EXCERPTED DATA START

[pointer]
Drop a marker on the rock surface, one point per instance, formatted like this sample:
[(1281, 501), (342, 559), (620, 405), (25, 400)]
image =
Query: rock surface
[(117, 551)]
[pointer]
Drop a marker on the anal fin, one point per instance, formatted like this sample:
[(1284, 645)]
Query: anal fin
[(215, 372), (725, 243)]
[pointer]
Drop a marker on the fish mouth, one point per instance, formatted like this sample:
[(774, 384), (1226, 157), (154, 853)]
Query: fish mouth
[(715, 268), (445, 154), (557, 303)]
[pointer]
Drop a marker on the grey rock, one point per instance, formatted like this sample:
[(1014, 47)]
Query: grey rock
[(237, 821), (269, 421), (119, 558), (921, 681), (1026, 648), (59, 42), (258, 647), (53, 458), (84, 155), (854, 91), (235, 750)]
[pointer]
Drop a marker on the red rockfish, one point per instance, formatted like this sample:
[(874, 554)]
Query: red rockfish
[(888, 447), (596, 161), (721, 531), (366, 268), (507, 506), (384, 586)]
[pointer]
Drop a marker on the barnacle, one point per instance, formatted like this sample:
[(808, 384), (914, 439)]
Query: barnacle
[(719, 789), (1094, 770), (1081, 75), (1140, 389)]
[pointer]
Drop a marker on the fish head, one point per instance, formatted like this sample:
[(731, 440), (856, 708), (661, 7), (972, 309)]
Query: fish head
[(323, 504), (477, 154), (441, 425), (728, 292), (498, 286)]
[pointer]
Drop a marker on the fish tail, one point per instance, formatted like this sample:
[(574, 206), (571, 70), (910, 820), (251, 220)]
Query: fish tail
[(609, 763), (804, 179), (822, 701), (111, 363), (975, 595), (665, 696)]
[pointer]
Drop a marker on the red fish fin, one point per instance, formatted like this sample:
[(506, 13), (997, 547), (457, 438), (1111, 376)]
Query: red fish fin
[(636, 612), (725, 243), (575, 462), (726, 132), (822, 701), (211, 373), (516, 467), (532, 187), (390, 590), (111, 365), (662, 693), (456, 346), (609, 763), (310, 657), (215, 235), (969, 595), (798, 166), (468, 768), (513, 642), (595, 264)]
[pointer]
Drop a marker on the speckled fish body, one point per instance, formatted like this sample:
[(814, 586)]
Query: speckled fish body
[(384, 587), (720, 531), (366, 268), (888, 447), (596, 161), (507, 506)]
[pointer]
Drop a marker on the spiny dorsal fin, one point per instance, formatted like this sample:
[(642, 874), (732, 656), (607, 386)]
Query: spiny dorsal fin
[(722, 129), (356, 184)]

EXCERPTED DATA END

— WHAT NEEDS TO BE DONE —
Output, please, only the lines running from the start of the entries through the line that contains "Drop a marker on the fish head, one", including both of those lines.

— RESULT OF THIS TASK —
[pointer]
Drop a marker on the rock surface, one point per instance, formatted like this sample:
[(1281, 501), (342, 559), (620, 405), (25, 400)]
image =
Query: rock surface
[(117, 551)]
[pointer]
Drop a marker on the anal fin, one point per instance, formatted like this sample:
[(1284, 645)]
Query: anal fin
[(215, 372), (725, 243)]
[pointer]
Drop a marker on the fish mouth, one point per instance, formatted like this sample:
[(774, 384), (1226, 157), (154, 853)]
Query: fish mouth
[(715, 268), (445, 154), (557, 303)]
[pointer]
Drop a marker on the grey rock, one point per instance, formatted like this sample:
[(1014, 47)]
Query: grey rock
[(237, 821), (269, 421), (119, 558), (921, 681), (1026, 648), (59, 42), (258, 647), (53, 458), (84, 155), (854, 91), (235, 750)]
[pointer]
Drop a marker on the red rockfish, one point per instance, formatted like this sample:
[(874, 554)]
Query: red rockfish
[(888, 447), (596, 161), (721, 531), (366, 268), (507, 506), (384, 586)]
[pointer]
Drop a marker on the barnacle, one point per instance, formatted like this sample:
[(808, 384), (914, 439)]
Query: barnacle
[(719, 789), (1094, 770), (1081, 75), (1140, 389)]
[pointer]
Drop a marker on the fish head, one point per instance, formatted like this sample:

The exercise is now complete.